▸ Text to read:

· · · · · · ·

The Universal Declaration of Human Rights (UDHR) was adopted by the
U.N. General Assembly in 1948 without dissent: "All human beings are
born free and equal in dignity and rights.....Everyone is entitled to
all the rights and freedoms set forth in this Declaration, without
distinction of any kind, such as race, colour, sex, language,
religion, political or other opinion, national or social origin,
property, birth or other status."
Article 18 on religion adds: 'Everyone has the right to freedom of
thought, conscience and religion; this right includes...freedom,
either alone or in community with others and in public or private, to
manifest his or her religion or belief in teaching, practice, worship
and observance.'
The drafters hoped it would quickly be followed by a more detailed
listing of rights in a legally binding form, but it was not until 1966
that two international human rights' covenants - the International
Covenant on Civil and Political Rights (ICCPR) and the International
Covenant on Economic, Social and Cultural Rights (ICESCR)- were
adopted. Almost a full decade later, the covenants finally came into
force in some countries.

· · · · · · ·

▸ Supplied entries:
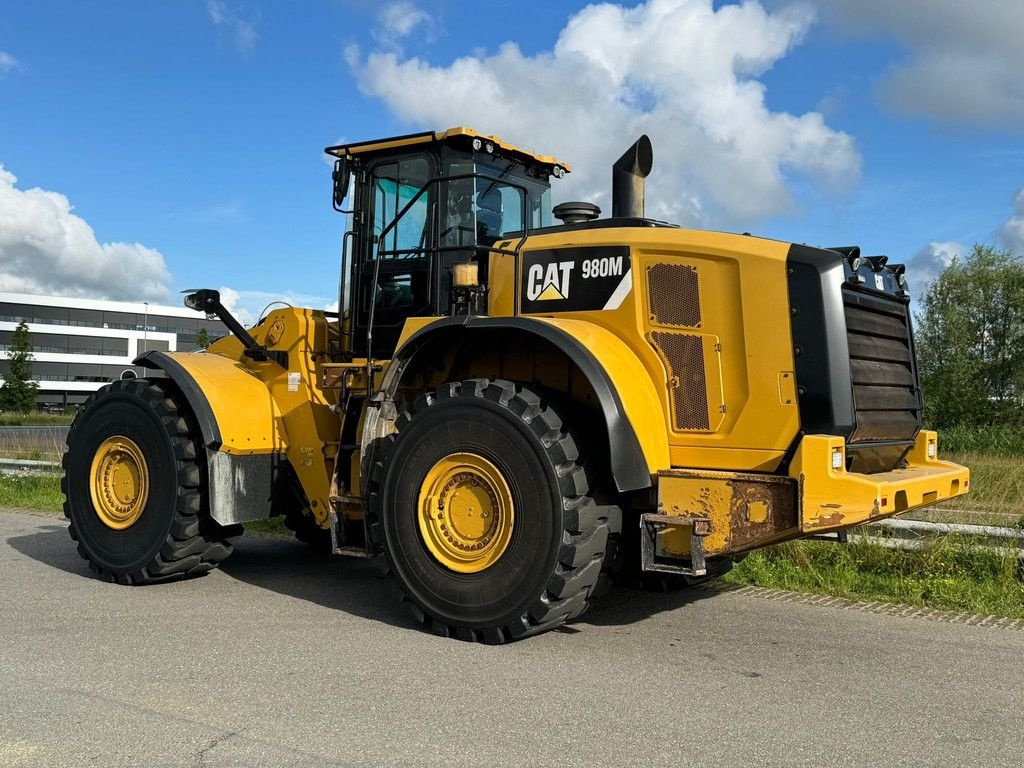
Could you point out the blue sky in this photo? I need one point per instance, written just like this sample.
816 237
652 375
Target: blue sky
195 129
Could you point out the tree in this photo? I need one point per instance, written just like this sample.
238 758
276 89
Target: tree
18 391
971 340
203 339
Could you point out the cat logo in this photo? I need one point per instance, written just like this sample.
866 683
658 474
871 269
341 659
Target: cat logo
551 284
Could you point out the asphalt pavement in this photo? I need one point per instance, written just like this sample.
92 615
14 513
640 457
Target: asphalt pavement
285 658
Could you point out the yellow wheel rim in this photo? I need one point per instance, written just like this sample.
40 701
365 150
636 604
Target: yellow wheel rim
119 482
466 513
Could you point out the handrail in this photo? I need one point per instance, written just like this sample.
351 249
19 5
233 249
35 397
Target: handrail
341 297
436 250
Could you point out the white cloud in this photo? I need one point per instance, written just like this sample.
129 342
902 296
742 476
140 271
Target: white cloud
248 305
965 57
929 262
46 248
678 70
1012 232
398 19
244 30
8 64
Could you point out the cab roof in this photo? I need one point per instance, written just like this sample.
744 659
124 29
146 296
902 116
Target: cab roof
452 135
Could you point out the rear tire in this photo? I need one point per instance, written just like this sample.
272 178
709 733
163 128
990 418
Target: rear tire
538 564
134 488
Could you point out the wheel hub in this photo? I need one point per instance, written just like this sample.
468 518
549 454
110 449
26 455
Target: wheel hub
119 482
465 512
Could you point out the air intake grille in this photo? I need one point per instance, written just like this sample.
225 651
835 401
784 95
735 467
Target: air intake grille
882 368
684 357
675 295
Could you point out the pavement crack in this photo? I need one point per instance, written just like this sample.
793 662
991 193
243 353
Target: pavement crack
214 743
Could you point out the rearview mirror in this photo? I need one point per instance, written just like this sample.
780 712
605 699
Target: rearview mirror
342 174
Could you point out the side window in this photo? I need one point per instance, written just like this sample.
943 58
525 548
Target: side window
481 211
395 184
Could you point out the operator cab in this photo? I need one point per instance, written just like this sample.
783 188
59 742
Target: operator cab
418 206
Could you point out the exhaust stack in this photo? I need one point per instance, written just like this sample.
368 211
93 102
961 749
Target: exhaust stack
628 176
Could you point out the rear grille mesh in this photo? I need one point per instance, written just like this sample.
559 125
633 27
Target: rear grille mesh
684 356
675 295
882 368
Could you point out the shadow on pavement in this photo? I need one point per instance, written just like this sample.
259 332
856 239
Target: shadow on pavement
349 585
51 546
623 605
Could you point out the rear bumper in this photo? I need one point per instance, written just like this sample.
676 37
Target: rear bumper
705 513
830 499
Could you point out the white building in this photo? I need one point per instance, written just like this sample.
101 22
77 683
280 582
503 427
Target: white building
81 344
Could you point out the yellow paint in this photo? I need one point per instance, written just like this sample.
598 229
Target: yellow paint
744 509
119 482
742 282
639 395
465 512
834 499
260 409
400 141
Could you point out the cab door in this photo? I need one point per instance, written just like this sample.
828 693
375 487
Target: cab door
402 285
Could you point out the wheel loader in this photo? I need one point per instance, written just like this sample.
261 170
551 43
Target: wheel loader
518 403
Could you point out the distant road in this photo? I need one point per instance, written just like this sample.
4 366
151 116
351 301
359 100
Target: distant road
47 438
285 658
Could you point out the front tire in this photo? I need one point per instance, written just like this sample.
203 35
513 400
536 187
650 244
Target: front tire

· · · · · · ·

▸ What you will do:
Write the next part of the passage on the Universal Declaration of Human Rights, beginning after its final sentence. The rows have no connection to the passage on the Universal Declaration of Human Rights.

▸ Final result:
The Declaration on the Elimination of All Forms of Intolerance and of
Discrimination Based on Religion or Belief was passed in 1981, because
the General Assembly was concerned about continuing discrimination
based on beliefs. It provides for the right to freedom of thought,
conscience and religion, and seeks to ensure that no-one should be
discriminated against because of their beliefs. The General Assembly
reaffirmed this Declaration in December 1997 in a resolution that
focuses on encouraging states to provide within their legal systems
genuine freedom of thought, conscience and religion and effective
redress against violations. The U.N. has to date not been able to
codify the Declaration into a more effective instrument.
The protection of human dignity, including religious freedom, is
better in nations where there are independent judicial systems,
including effective human rights commissions. Canada has been a leader
in upholding the rights promoted in the UDHR. We support international
efforts aimed at protecting human rights by establishing genuine
judicial independence.
Performance Deficits
A half-century later, most of the world's governments have committed
themselves through international agreements to protect religious
freedom for all their nationals. The gap between promise and
performance remains large for believers in many lands who find that
their right to religious freedom is observed more in the breach, or
not at all, by their governments.
Former UN Secretary-General Kofi Annan admirably sought to make human
rights central to all UN programming: "...I believe human rights are
the core of our sacred bond with peoples of the United Nations." He
spoke not only of advancing rights but of punishing those who abuse
them, "We should leave no one in doubt that for the mass murderers,
the 'ethnic cleansers', those guilty of gross and shocking violations
of human rights, impunity is not acceptable. The United Nations will
never be their refuge, its Charter never the source of justification.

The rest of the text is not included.